# Start of Given records
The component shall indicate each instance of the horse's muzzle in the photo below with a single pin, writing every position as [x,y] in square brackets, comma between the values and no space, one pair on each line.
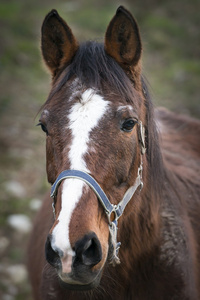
[81,274]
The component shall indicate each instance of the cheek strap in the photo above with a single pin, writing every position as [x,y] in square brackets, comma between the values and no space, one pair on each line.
[113,212]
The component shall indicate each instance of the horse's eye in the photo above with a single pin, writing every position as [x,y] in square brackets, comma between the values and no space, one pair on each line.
[128,125]
[43,128]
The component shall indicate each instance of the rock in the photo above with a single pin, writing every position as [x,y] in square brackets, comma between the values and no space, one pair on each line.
[20,223]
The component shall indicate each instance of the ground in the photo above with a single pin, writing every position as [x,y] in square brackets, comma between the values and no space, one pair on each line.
[171,47]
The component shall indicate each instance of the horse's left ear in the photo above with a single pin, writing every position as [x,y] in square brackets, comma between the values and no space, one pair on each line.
[58,42]
[122,39]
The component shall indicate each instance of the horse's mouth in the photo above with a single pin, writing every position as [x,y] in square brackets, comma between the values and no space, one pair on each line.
[80,286]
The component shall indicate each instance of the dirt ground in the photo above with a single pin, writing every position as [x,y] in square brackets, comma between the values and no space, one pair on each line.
[170,32]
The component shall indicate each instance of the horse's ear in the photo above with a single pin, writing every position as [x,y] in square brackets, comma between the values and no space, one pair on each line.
[58,42]
[122,39]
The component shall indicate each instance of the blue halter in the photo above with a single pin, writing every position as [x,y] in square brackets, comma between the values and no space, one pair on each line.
[113,211]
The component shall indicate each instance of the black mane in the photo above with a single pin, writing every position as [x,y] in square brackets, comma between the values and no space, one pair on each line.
[95,68]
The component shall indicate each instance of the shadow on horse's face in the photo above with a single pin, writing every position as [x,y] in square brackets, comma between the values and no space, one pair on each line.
[92,128]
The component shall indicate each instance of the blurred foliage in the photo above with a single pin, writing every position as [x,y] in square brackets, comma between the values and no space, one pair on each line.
[171,62]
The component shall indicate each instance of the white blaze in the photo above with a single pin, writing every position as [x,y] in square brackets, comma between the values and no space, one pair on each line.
[83,117]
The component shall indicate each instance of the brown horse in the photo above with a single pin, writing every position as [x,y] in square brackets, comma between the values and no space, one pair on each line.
[114,178]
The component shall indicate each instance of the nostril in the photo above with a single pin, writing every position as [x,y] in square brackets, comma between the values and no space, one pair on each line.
[52,256]
[88,250]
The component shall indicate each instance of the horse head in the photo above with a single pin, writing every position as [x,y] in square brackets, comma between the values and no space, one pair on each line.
[94,120]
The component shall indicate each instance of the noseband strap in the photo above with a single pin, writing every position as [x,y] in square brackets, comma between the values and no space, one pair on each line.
[113,211]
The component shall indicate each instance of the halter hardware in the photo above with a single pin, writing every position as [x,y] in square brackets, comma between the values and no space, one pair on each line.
[111,210]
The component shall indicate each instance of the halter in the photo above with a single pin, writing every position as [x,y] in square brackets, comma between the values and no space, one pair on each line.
[113,212]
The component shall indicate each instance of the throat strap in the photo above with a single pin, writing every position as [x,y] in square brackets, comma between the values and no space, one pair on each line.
[113,211]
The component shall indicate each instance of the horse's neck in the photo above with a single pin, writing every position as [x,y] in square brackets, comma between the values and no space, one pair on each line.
[139,232]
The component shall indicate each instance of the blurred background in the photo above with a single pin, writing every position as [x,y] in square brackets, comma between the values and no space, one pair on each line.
[171,62]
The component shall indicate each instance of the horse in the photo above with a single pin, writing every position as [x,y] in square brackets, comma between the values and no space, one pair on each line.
[123,221]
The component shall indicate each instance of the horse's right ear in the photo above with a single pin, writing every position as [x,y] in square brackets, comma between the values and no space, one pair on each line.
[58,42]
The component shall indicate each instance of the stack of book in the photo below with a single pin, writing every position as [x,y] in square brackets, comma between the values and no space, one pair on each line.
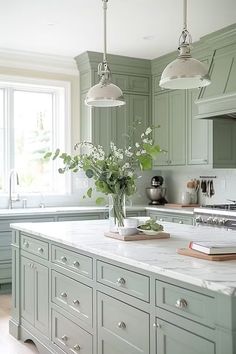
[213,247]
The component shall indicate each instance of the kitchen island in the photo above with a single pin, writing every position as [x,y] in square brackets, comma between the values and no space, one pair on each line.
[76,291]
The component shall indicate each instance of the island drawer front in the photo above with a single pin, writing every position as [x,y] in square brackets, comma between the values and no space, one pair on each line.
[124,280]
[187,303]
[5,254]
[73,296]
[69,336]
[34,246]
[173,339]
[74,261]
[125,325]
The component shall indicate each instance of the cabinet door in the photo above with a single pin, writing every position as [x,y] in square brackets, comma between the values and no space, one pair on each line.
[177,127]
[171,339]
[41,308]
[161,135]
[199,134]
[27,290]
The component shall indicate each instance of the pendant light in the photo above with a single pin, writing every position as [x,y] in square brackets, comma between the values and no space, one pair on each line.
[185,72]
[104,94]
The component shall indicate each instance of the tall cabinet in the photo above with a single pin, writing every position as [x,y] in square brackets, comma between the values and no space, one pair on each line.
[103,125]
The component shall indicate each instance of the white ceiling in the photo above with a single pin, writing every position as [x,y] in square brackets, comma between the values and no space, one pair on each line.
[70,27]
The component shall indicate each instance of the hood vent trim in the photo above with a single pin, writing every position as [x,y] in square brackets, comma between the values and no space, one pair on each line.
[223,107]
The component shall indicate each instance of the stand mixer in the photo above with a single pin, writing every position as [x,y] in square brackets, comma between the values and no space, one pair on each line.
[156,193]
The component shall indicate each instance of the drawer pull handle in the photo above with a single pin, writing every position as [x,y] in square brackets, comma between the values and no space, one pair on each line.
[77,347]
[121,281]
[156,325]
[76,302]
[121,325]
[181,304]
[64,294]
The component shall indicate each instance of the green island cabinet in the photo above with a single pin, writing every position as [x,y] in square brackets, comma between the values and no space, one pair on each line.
[70,301]
[5,234]
[103,125]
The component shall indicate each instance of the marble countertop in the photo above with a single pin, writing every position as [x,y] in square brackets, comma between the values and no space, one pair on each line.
[157,256]
[85,209]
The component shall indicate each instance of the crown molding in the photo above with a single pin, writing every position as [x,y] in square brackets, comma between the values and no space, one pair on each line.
[38,62]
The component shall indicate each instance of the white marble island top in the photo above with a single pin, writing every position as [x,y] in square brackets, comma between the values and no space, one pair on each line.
[157,256]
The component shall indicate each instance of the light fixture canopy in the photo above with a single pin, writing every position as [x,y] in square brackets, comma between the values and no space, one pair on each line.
[185,72]
[105,93]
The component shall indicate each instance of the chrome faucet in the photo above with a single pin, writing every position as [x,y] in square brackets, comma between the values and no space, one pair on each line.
[13,178]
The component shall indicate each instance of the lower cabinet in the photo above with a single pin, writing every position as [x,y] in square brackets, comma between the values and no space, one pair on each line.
[101,311]
[122,327]
[171,339]
[35,294]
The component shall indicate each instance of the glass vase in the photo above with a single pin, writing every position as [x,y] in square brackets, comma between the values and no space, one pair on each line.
[117,212]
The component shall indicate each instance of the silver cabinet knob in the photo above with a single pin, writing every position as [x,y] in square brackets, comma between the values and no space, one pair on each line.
[120,281]
[121,325]
[156,325]
[63,294]
[76,302]
[76,347]
[181,304]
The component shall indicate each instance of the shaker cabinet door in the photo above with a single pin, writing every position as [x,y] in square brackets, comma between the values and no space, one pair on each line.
[171,339]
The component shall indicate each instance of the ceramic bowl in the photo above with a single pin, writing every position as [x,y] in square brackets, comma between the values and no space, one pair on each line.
[127,231]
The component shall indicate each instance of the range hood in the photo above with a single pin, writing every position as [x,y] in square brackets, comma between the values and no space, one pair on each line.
[219,107]
[218,100]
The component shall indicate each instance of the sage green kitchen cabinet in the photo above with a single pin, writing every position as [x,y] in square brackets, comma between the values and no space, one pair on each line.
[171,339]
[169,112]
[112,308]
[35,294]
[199,134]
[103,125]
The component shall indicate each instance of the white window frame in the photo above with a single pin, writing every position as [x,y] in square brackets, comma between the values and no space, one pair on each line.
[61,134]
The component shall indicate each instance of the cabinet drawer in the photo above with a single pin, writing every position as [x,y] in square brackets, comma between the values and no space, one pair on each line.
[5,238]
[74,261]
[187,303]
[124,280]
[173,339]
[69,336]
[5,254]
[123,324]
[73,296]
[5,272]
[34,246]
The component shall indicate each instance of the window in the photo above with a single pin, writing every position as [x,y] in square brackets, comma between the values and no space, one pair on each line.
[34,119]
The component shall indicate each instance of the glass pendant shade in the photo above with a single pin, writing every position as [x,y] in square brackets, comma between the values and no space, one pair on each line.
[108,95]
[104,94]
[185,72]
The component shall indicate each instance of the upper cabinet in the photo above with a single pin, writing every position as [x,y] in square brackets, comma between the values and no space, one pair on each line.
[103,125]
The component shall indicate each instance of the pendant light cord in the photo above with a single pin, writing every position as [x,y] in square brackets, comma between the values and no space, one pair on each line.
[105,29]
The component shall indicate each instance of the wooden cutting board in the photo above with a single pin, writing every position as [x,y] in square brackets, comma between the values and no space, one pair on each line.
[216,257]
[178,205]
[137,237]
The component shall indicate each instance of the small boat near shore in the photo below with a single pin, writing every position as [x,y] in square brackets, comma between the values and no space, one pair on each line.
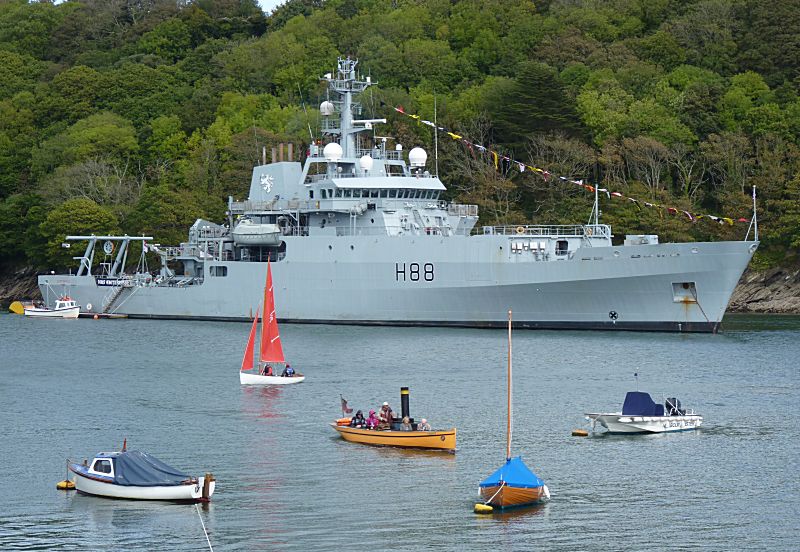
# End of Given records
• **Directions for this task**: Show every line of the listing above that contains the word "foliage". Case counts.

• **Correct output**:
The component shall indicate each instance of the blurred foliage in the photo above with a single pin, writing every position as [x,y] in square brackets, comma between the values and no space, one pair on each line.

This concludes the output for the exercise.